_Actions to take_:
• a. Change "tenacity" to "determination" in the part of the text about the Spinal Injuries Association starting with "Should I become paralysed, I" and going on through "Spinal Injuries Association.", and give that part again.
• b. List every person the text about the Spinal Injuries Association credits with a contribution to the directory Active! Sports, Leisure and Arts, along with that person's contribution.
• c. Say whether each statement agrees with the text about the Spinal Injuries Association, and quote the words of the text that decide it: (i) James Shearman shot the New Life images in London. (ii) The author moved on to The Royal Academy of Engineering in 2000. (iii) Paul Smith was chief executive of the Spinal Injuries Association from 2001 to 2014.

Sexuality is just one of the areas that have to be dealt with after the seismic shock of paralysis. Kate, a counsellor and high-level tetraplegic herself, covered the whole gamut of sex and sexuality from overcoming prejudices, recovering sexual feelings, intimacy, positions, effects on libido, socialising and dating. To be honest, more than two-thirds of the book would be a wake-up call to non-disabled people too. She managed to capture the essence of how we get together (in all senses) in a practical and positive way.

It is the lot of any publications manager to produce an annual report. This can be one of the most pressured and diplomatic tasks of the yearly cycle as it is the one document that all departments are interested in appearing in! The report I did in 2000 was a pure joy though. We broke so many rules with this one thanks to the wonderful photographer and designer James Shearman.

James had just started working as an art director when he was in a road traffic accident that paralysed him from the waist down. As a new wheelchair user he was the ideal person to tell a story with pictures for the report. He shot his poignant images in London and called the photographic series New Life - a few pages from the report are shown below.

Front cover © James Shearman/SIA Still life © James Shearman/SIA New life © James Shearman/SIA Park life © James Shearman/SIA

James wrote a paragraph to go with the images: "What I want to use this space for and what I hope these pictures convey is that only you can decide what you are going to do with your life. The injury is an element in a much bigger equation involving you and your life. If you want to do something there is always a way. You may never walk again but that doesn't stop you exploring this planet, some might not be able to have children but that doesn't stop you loving. There is no such word as "never". With family and friends and the SIA there are only possibilities waiting to be discovered."

Moving on

Active! Sports, Leisure and Arts: a Directory for physically impaired people in the UK

My five years with the Spinal Injuries Association came to an end when they relocated to Milton Keynes and I moved on to The Royal Academy of Engineering in 2005. My parting publication was Active! Sports, Leisure and Arts: a Directory for physically impaired people in the UK. This booklet captured all the can-do elements that SIA endeavours to promote. Its foreword was written by Tanni Grey-Thompson who became a wheelchair user at the age of seven and was to become a multi-gold winning Paralympic champion and then a Baroness. It was written by Sarah Stanwix, a ski karting tetraplegic, most of the photos were taken by wheelchair user Gordon Gillespie, and another tetraplegic Jonathan Kemp did the design and layout. The booklet was funded by the Rank Foundation and thousands were printed and circulated around the UK disability world. 

Should I become paralysed, I don't feel that I could ever be as positive as the people I worked with like Pete, Danny or Sol. I don't think that I would have the patience or the tenacity to get back on my feet again, as it were, should I become spinal cord injured. But one never knows till it happens. So for the time being I'm grateful to be still on two feet and even more grateful for having spent very fruitful and formative years at the Spinal Injuries Association.

*Paul Smith was the chief executive of the Spinal Injuries Association from 2001 to 2014 and was one of those rare leaders who stuck to his principles. He believed passionately in supporting and empowering wheelchair users in all aspects of their rehabilitation and working lives. I worked with him at Luton's Disability Resource Centre and tipped him off about the Spinal Injuries Association vacancy when the previous CEO left at short notice. Paul wore many hats being an accomplished political activist, a champion fundraiser, a dedicated family man and a brilliant boss! Even years' after his premature death from cancer, lots of people recall his disability initiatives and the way he helped them personally. A Big Man!

_Record excerpts_:
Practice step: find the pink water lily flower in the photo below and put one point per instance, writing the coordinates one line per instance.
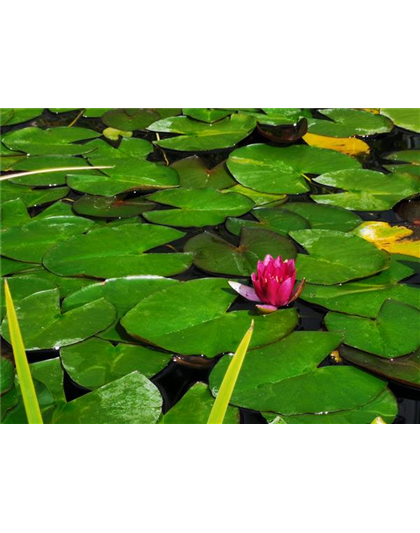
(274, 284)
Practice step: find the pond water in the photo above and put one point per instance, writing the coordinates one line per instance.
(184, 370)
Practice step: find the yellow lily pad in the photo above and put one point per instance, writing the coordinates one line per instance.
(348, 145)
(393, 239)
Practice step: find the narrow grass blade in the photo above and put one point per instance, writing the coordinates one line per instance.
(47, 171)
(33, 414)
(221, 403)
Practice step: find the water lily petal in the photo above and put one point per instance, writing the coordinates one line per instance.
(266, 309)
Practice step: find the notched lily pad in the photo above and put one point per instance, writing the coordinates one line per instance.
(197, 207)
(94, 363)
(117, 252)
(282, 170)
(335, 257)
(190, 318)
(132, 399)
(214, 254)
(393, 333)
(44, 327)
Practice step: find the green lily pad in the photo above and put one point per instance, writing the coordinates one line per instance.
(16, 115)
(7, 375)
(65, 285)
(200, 137)
(44, 162)
(132, 399)
(9, 266)
(51, 374)
(404, 369)
(337, 257)
(111, 207)
(128, 174)
(44, 327)
(404, 117)
(259, 198)
(117, 252)
(194, 174)
(61, 140)
(385, 406)
(29, 243)
(197, 207)
(392, 334)
(205, 114)
(95, 362)
(195, 408)
(367, 190)
(324, 390)
(346, 122)
(128, 148)
(122, 293)
(214, 254)
(190, 318)
(366, 297)
(30, 197)
(281, 170)
(298, 353)
(21, 287)
(13, 213)
(8, 402)
(130, 118)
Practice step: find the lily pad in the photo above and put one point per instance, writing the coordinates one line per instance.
(197, 207)
(44, 327)
(205, 114)
(195, 408)
(61, 140)
(404, 369)
(259, 198)
(194, 174)
(13, 213)
(337, 257)
(347, 122)
(50, 373)
(385, 406)
(117, 252)
(7, 375)
(190, 318)
(16, 115)
(298, 353)
(128, 174)
(366, 297)
(29, 242)
(31, 197)
(405, 161)
(21, 287)
(200, 137)
(122, 293)
(94, 363)
(132, 399)
(214, 254)
(111, 207)
(45, 162)
(404, 117)
(324, 390)
(392, 334)
(282, 170)
(367, 190)
(130, 118)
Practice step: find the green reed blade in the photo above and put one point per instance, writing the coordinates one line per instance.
(33, 414)
(224, 395)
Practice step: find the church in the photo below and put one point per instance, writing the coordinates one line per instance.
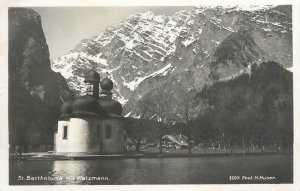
(93, 123)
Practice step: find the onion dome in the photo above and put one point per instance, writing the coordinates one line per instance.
(111, 106)
(66, 109)
(92, 76)
(106, 84)
(87, 105)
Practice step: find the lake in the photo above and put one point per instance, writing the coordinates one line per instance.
(204, 170)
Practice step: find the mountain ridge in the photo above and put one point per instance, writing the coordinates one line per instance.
(147, 46)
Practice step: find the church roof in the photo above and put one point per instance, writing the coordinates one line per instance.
(92, 76)
(106, 84)
(110, 105)
(87, 105)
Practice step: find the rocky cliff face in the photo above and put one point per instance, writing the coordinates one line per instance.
(35, 91)
(190, 49)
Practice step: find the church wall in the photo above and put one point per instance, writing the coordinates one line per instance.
(115, 143)
(83, 135)
(61, 145)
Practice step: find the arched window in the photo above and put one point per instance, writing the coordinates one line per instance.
(98, 130)
(89, 89)
(108, 131)
(65, 132)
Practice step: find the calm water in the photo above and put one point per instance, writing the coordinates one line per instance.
(205, 170)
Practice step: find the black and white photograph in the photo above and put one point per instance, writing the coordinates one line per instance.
(150, 95)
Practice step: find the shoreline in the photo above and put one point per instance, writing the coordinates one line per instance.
(47, 156)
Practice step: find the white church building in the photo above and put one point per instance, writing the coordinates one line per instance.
(93, 123)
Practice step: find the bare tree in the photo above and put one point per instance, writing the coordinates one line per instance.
(160, 107)
(184, 104)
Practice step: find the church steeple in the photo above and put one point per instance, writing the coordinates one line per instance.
(92, 80)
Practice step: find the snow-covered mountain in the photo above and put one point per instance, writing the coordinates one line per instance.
(190, 48)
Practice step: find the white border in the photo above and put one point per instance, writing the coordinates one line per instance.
(69, 3)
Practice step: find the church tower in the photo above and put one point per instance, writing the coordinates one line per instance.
(92, 81)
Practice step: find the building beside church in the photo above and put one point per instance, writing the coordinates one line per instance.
(93, 123)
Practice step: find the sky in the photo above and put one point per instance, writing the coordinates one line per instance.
(65, 27)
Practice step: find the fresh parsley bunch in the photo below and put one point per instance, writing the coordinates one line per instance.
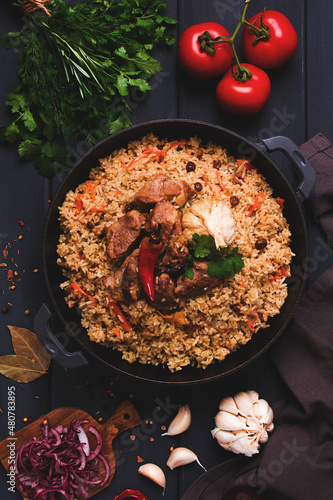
(77, 68)
(221, 261)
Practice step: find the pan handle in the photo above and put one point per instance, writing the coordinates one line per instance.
(302, 164)
(52, 344)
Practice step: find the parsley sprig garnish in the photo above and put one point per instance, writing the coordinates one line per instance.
(222, 262)
(77, 71)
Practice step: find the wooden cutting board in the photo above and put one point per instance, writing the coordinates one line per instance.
(125, 417)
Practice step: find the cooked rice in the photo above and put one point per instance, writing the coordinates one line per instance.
(218, 322)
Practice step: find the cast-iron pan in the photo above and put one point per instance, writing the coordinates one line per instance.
(175, 129)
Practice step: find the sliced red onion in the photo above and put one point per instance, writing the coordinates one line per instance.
(99, 443)
(58, 463)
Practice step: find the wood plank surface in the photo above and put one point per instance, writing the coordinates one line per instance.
(300, 105)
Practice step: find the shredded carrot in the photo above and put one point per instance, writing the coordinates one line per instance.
(119, 313)
(258, 200)
(96, 208)
(79, 204)
(204, 178)
(176, 143)
(77, 288)
(283, 272)
(280, 202)
(118, 333)
(250, 323)
(246, 163)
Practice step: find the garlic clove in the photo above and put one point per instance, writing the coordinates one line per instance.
(263, 411)
(226, 436)
(182, 456)
(154, 473)
(228, 422)
(228, 404)
(180, 423)
(263, 438)
(245, 446)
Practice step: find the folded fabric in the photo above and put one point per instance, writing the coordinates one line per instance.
(297, 461)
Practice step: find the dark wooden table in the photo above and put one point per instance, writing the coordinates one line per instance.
(300, 106)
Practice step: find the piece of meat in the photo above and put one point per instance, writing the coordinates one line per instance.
(173, 260)
(165, 297)
(122, 234)
(161, 221)
(124, 284)
(200, 284)
(162, 188)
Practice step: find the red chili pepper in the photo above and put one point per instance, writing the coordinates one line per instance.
(119, 313)
(261, 196)
(280, 202)
(79, 203)
(136, 494)
(148, 256)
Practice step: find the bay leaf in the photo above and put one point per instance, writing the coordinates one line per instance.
(26, 343)
(20, 368)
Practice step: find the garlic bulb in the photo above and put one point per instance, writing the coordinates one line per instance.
(154, 473)
(211, 217)
(182, 456)
(180, 423)
(243, 422)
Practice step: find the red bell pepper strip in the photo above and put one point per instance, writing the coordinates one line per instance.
(77, 288)
(79, 204)
(119, 313)
(149, 253)
(136, 494)
(261, 196)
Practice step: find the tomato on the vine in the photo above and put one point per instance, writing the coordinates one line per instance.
(274, 45)
(200, 54)
(246, 96)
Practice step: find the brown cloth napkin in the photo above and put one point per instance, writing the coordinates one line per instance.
(297, 461)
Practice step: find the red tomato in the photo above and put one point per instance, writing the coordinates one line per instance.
(200, 63)
(274, 50)
(242, 493)
(243, 98)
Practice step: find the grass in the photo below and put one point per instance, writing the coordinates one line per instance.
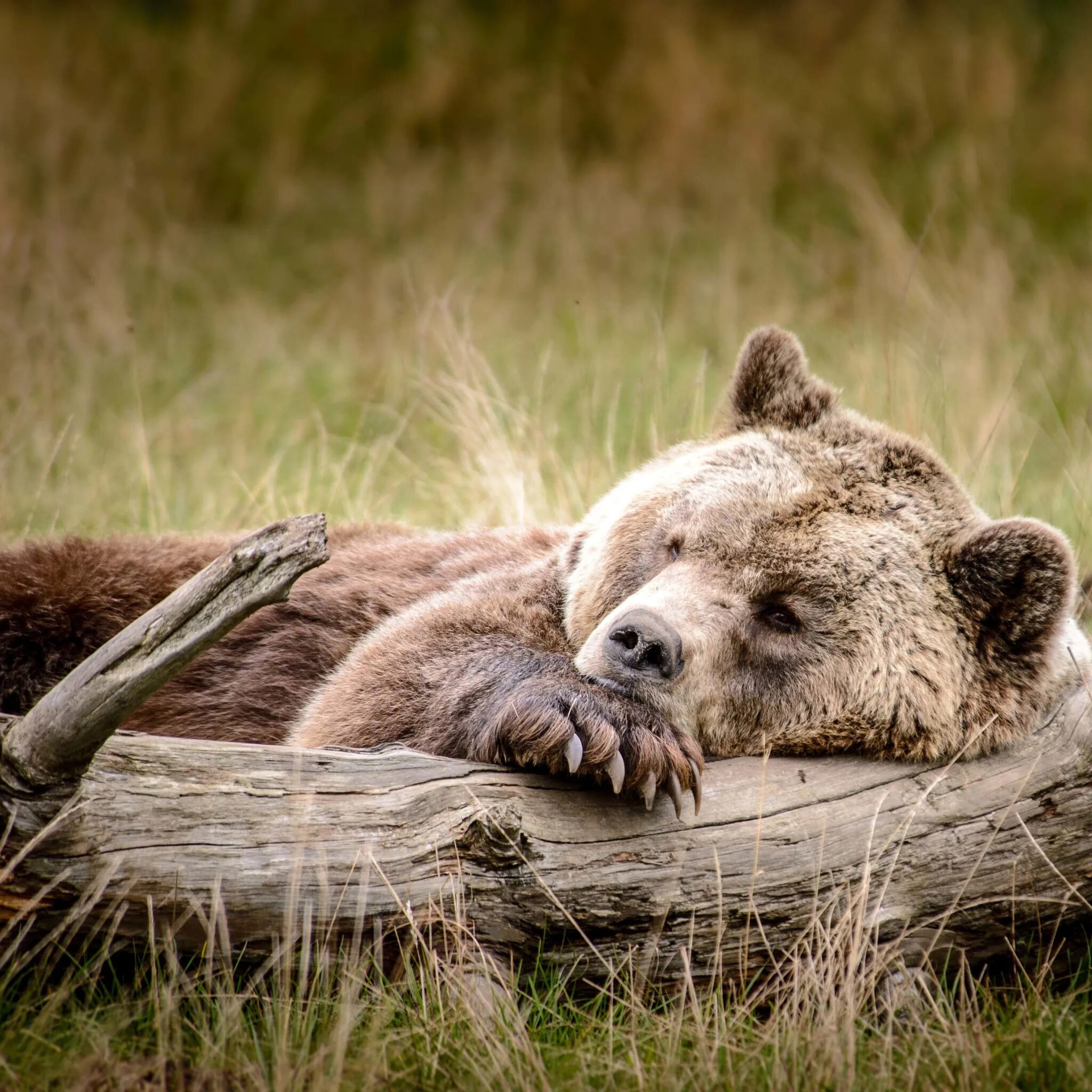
(465, 263)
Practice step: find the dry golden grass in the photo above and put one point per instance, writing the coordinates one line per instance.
(462, 263)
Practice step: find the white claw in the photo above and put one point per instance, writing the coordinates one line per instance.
(675, 791)
(574, 753)
(616, 771)
(649, 791)
(695, 784)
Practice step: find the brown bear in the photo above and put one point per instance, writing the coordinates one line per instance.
(803, 580)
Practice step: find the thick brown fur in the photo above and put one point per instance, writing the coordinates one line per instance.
(920, 627)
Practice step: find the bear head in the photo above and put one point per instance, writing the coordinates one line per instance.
(809, 581)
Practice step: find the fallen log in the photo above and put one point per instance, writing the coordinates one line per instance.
(255, 847)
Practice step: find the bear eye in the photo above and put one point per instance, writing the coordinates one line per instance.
(779, 617)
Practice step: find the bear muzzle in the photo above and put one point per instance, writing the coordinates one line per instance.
(641, 646)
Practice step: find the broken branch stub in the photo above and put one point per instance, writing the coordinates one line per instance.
(60, 735)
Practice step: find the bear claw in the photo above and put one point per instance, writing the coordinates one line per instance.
(574, 753)
(616, 771)
(695, 784)
(675, 791)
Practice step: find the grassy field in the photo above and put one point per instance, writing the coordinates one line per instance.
(465, 263)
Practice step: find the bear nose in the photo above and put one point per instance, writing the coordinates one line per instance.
(640, 643)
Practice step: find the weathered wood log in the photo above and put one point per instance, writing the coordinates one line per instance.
(58, 737)
(271, 839)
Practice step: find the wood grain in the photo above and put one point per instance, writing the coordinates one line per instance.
(58, 737)
(951, 855)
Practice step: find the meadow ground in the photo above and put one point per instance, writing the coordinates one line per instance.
(465, 263)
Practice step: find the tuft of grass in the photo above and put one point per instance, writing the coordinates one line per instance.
(464, 262)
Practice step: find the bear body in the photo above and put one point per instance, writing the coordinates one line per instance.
(804, 581)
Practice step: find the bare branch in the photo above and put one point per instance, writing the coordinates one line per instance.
(59, 736)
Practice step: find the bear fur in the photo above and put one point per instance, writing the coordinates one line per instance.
(829, 584)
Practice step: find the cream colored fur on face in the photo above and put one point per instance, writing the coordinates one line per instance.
(894, 574)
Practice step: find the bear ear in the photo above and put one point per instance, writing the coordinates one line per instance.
(772, 387)
(1016, 579)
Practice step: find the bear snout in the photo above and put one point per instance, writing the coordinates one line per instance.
(643, 645)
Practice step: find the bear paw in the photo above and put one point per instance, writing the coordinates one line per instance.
(577, 726)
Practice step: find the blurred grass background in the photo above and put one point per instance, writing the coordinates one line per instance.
(468, 262)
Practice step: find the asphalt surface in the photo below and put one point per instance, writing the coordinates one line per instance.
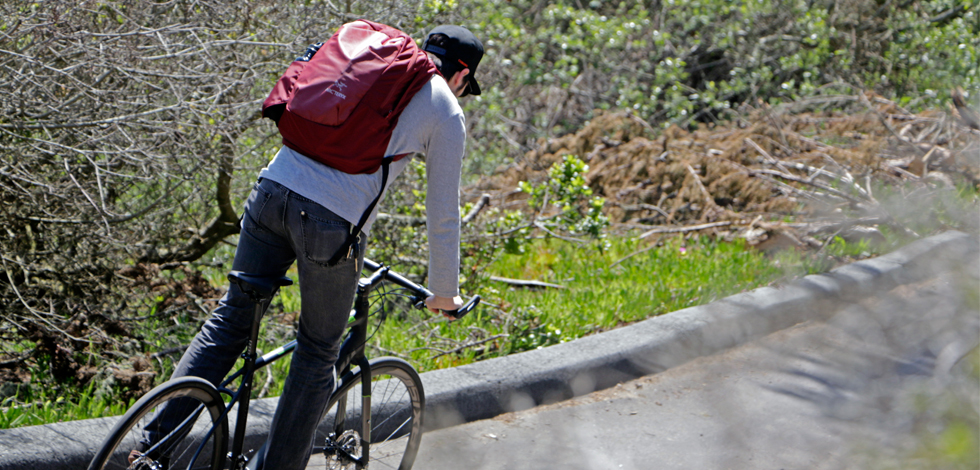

_Solutions_:
• a.
Should I become paralysed, I don't feel that I could ever be as positive as the people I worked with like Pete, Danny or Sol. I don't think that I would have the patience or the determination to get back on my feet again, as it were, should I become spinal cord injured. But one never knows till it happens. So for the time being I'm grateful to be still on two feet and even more grateful for having spent very fruitful and formative years at the Spinal Injuries Association.

• b.
- Tanni Grey-Thompson: wrote the foreword
- Sarah Stanwix: wrote the booklet
- Gordon Gillespie: took most of the photos
- Jonathan Kemp: did the design and layout

• c.
(i) Yes: "He shot his poignant images in London"
(ii) No: "moved on to The Royal Academy of Engineering in 2005"
(iii) Yes: "Paul Smith was the chief executive of the Spinal Injuries Association from 2001 to 2014"